[begin ARTICLE]

# Fitting GARCH(1,1) to log returns instead of residuals - centering crucial?

For a project I need to fit a GARCH(1,1) model to the log returns of an index. When using the residuals of an ARMA or ARIMA model it is clear that the (conditional) mean is 0. When using the log returns, do I have to do centering first? I know that log returns tend to be stationary, but that is only for the unconditional moments. And will centering in that case only make the unconditional or also the conditional mean zero? I feel like I'm mixing things up a bit.

I found a similar question here, but that didn't fully help me understand.

Thanks in advance! Any help is appreciated!

[end ARTICLE]

• GOAL OF THE EXERCISE:
Extend the forum post on fitting GARCH(1,1) to log returns, picking up right after its last sentence.

[begin LISTED ENTRIES]

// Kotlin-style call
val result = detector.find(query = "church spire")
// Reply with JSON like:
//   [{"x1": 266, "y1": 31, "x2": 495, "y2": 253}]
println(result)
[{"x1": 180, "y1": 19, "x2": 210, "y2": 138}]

[end LISTED ENTRIES]

• EXPECTED ANSWER:
• As written in the answer to the linked question above, centering the log-returns may be important if the constant conditional mean is substantially large (assuming that by centering, you mean demeaning the log-returns). If you just insert raw log-returns you make the implicit assumption that the conditional mean is zero and we are in a model-setup where the discretized log-returns are on the form $r_t = \sigma_t z_t$. You can do an ad-hoc analysis on whether it makes a difference by estimating the GARCH model on centered vs uncentered log-returns and observe the deviation in the parameters.
– Pleb
Jun 15 at 9:20
• Thanks a lot! Now I'm understanding it.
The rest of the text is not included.